Фрагмент текста:
##########
Отвечая 31 октября на письмо Петра, Алексей, явно спеша угадать, упредить желание царя, заявляет, что он отказывается от престола не только из-за того, что чувствует себя неспособным нести бремя власти, но и потому, что у него появился младший брат: «…понеже вижу себя к сему делу неудобна и непотребна, понеже памяти весьма лишен (без чего ничего возможно делать) и всеми умными и телесными (от различных болезней) ослабел и непотребен стал к толикаго народа правлению, где требует человека не такого гнилаго, как я. Того ради, наследия (дай Боже вам многолетное здравие!) Российскаго по вас (хотя бы и брата у меня не было, а ныне, слава Богу, брат у меня есть, которому дай боже здравия) не претендую и впредь претендовать не буду, в чем Бога свидетеля полагаю на душу мою, и, ради истиннаго свидетельства, сие пишу своею рукою. Детей моих вручаю в волю вашу, себе же прошу до смерти пропитания». Однако простого отказа от престолонаследия Петру мало, и через три месяца он направляет сыну упомянутое второе – «Последнее напоминание еще». (Заметим попутно, что обмен посланиями людей, живущих рядом в Петербурге, не был случаен, – по-видимому, Петр, посылавший сыну своеобразные официальные предупреждения, был заинтересован в существовании и сохранении этой переписки.). В своем «напоминании еще» царь ставит царевича перед выбором: «…так остаться, как желаешь быть, ни рыбою, ни мясом, невозможно, но или отмени свой нрав и нелицемерно удостой себя наследником, или будь монах: ибо без сего дух мой спокоен быть не может, а особливо, что ныне мало здоров стал. На что, по получении сего, дай немедленно ответ или на письме или самому мне на словах резолюцию. А буде того не учинишь, то я с тобою, как с злодеем поступлю». Алексей согласился и на это и на следующий день ответил отцу: «Желаю монашескаго чина и прошу о сем милостиваго позволения. Раб ваш и непотребный сын Алексей».
##########
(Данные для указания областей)

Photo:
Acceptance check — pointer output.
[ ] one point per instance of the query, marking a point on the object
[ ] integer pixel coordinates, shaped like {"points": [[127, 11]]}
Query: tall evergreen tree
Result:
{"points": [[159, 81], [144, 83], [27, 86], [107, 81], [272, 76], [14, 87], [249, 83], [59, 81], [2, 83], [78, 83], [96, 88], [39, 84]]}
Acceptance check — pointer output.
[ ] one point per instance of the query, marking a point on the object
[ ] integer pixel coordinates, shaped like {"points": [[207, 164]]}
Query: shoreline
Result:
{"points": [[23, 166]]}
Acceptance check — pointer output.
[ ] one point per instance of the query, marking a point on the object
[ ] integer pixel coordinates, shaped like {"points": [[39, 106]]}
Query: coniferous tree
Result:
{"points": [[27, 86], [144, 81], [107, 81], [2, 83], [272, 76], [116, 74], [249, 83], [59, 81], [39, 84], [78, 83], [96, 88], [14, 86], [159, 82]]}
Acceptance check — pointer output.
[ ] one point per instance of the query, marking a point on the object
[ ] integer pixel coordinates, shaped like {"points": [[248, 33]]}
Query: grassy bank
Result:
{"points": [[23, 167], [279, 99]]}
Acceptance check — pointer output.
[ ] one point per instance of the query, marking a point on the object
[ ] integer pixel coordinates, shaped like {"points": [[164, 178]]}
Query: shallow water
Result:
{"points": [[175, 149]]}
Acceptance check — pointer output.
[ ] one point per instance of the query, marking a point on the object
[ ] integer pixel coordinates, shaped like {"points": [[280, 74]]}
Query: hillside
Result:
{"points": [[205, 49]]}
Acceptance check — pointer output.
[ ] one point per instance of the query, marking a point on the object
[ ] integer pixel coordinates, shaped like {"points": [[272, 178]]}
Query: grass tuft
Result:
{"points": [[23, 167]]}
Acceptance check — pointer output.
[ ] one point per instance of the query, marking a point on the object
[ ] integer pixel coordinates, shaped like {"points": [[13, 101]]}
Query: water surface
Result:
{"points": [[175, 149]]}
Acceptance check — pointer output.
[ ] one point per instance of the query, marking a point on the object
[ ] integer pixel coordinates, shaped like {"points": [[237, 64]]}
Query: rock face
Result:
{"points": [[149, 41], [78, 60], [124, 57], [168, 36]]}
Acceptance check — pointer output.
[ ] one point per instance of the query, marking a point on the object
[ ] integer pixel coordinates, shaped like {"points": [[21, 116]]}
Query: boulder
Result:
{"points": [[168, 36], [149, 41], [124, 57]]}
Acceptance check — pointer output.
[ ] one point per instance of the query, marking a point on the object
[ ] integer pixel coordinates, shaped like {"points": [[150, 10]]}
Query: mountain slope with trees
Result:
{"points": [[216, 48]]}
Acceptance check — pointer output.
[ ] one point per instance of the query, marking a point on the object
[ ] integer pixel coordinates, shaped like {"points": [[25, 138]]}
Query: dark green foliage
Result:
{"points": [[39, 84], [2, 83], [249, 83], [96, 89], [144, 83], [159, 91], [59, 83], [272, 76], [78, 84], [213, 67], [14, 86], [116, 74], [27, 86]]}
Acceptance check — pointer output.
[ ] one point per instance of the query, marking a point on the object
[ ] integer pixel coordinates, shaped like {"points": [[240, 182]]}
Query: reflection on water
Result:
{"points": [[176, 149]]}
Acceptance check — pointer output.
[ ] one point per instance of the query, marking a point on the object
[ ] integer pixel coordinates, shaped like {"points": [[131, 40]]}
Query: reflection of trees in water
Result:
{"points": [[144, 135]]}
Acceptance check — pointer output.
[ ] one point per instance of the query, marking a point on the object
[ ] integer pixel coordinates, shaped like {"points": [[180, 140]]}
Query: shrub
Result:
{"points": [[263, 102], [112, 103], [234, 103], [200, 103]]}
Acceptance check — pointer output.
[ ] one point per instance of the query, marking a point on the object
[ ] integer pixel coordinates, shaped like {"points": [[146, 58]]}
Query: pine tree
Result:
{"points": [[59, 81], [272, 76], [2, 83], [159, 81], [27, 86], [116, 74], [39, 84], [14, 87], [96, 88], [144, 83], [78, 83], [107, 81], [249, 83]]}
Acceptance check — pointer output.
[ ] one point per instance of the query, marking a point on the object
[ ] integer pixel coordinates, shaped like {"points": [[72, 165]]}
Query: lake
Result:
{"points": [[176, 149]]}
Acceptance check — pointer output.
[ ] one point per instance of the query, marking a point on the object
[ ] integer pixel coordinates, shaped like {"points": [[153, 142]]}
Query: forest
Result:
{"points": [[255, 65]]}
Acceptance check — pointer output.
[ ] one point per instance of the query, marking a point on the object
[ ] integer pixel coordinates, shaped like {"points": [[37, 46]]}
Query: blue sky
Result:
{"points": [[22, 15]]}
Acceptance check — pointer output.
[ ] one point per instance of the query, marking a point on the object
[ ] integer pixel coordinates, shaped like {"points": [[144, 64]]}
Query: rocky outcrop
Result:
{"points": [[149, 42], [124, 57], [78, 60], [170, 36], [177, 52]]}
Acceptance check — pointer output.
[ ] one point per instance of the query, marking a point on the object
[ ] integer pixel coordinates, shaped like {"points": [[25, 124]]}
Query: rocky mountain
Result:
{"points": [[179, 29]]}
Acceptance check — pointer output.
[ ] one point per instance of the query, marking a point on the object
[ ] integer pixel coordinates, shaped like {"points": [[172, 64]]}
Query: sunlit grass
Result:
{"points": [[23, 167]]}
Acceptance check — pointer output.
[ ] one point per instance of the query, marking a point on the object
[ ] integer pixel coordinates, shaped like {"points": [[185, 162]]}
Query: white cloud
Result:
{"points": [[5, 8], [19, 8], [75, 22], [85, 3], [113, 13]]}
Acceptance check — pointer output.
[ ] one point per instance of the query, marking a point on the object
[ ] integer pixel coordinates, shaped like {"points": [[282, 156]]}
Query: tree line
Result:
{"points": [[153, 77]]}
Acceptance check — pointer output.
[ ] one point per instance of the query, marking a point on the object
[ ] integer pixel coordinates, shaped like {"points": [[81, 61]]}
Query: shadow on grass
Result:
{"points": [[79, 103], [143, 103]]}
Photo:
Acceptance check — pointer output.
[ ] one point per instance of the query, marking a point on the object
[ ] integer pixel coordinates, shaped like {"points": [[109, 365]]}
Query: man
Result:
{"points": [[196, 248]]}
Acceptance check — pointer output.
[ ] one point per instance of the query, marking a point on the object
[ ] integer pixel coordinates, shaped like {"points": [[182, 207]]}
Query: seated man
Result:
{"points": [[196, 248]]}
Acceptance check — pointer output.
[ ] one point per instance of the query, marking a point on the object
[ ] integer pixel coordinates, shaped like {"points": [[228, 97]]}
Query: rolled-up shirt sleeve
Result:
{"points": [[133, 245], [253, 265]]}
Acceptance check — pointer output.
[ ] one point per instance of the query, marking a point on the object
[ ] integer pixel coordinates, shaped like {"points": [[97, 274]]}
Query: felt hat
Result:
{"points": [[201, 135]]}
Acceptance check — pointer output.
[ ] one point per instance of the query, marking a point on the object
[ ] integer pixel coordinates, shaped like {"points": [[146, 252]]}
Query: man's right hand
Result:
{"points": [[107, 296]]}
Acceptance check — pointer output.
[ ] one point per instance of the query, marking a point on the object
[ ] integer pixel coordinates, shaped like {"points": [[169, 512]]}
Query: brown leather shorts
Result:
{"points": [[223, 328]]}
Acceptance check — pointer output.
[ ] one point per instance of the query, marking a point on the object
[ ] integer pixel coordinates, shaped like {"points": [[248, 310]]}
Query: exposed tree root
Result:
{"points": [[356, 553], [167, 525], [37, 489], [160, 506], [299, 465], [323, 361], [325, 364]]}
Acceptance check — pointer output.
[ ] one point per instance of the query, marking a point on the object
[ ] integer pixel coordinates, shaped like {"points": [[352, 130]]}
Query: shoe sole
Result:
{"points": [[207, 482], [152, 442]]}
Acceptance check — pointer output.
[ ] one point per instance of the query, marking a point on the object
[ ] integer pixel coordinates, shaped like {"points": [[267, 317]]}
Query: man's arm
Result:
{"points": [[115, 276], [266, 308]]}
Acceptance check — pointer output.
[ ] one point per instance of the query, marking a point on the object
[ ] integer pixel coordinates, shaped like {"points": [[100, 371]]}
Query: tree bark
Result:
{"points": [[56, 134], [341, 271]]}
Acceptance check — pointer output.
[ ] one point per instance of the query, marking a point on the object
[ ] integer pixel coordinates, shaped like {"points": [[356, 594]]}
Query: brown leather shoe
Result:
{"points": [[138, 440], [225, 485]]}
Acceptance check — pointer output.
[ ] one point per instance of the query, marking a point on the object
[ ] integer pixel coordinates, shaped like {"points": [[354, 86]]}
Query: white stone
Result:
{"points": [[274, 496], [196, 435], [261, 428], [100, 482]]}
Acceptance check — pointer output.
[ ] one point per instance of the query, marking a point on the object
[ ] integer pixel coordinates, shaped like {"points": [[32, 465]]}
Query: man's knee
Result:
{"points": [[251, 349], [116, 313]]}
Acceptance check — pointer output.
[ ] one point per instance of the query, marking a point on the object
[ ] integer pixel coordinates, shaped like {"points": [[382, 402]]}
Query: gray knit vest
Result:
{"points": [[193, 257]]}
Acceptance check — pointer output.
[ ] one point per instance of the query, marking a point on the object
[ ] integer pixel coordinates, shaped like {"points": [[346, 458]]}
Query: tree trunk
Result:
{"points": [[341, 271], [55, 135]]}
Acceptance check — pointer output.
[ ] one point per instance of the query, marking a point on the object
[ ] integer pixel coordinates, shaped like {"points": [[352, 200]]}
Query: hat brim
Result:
##########
Задания для работы:
A. Можете изложить списком главные факты абзаца из фрагмента о переписке Петра и царевича Алексея, который начинается словами «Отвечая 31 октября на письмо Петра»?
B. Продолжите фрагмент о переписке Петра и царевича Алексея, начиная сразу после ответа Алексея о монашеском чине.

Полученные ответы:
A.
- 31 октября Алексей ответил на письмо Петра и отказался от престола.
- Он называет две причины. Он считает себя неспособным к правлению: лишен памяти и ослабел от болезней. Кроме того, у него появился младший брат.
- Алексей клянется не претендовать на наследие, передает своих детей в волю отца и просит себе пропитания до смерти.
- Петру простого отказа мало. Через три месяца он посылает сыну второе письмо, «Последнее напоминание еще».
- Обмен посланиями между людьми, жившими рядом в Петербурге, не был случайным. По-видимому, Петр был заинтересован в том, чтобы эта переписка существовала и сохранилась.
- Царь ставит сына перед выбором: изменить нрав и стать достойным наследником или уйти в монахи. Он требует немедленного ответа и грозит иначе поступить с ним как со злодеем.
- Алексей согласился и на следующий день ответил, что желает монашеского чина.

B.
Вскоре Петр уезжает за границу и из Копенгагена пишет 26 августа 1716 года сыну письмо (так, как будто он не получал согласия Алексея на уход в монастырь), требуя немедленного решения: либо, встав на путь истинный, ехать в Копенгаген, где русской армией и флотом готовилась высадка на шведское побережье, либо немедленно постричься в монастырь. Причем Петр требует точно сообщить, «куды и в которое время и день (дабы я покой имел в моей совести, чего от тебя ожидать могу). А сего доносителя пришли со окончанием (то есть с окончательным решением. – Е.А.): буде по первому – то когда выедешь из Петербурга; буде же другое, то когда совершишь. О чем паки подтверждаем, чтобы сие конечно учинено было, ибо вижу я, что только время проводишь в обыкновенном своем неплодии».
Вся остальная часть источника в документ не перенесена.